* [Work task]:
I'd like every entry transcribed word for word, with no pictures.

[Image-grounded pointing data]
____________

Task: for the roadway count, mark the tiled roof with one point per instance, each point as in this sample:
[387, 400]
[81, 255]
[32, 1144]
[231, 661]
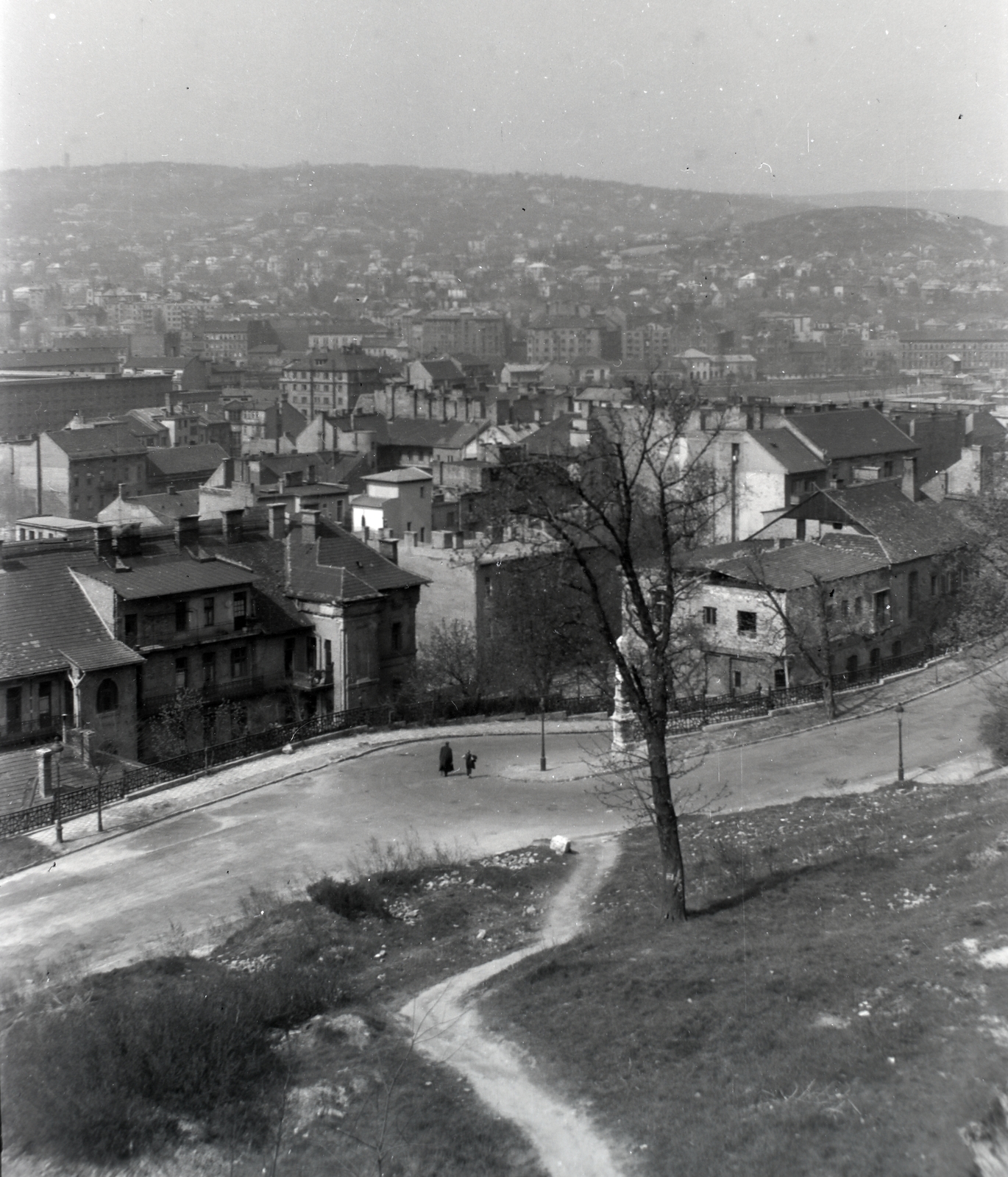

____________

* [Your solution]:
Task: for the roadway count, mark the tiled roof with one point per instance, each point as in this sample:
[387, 400]
[81, 255]
[32, 1144]
[231, 661]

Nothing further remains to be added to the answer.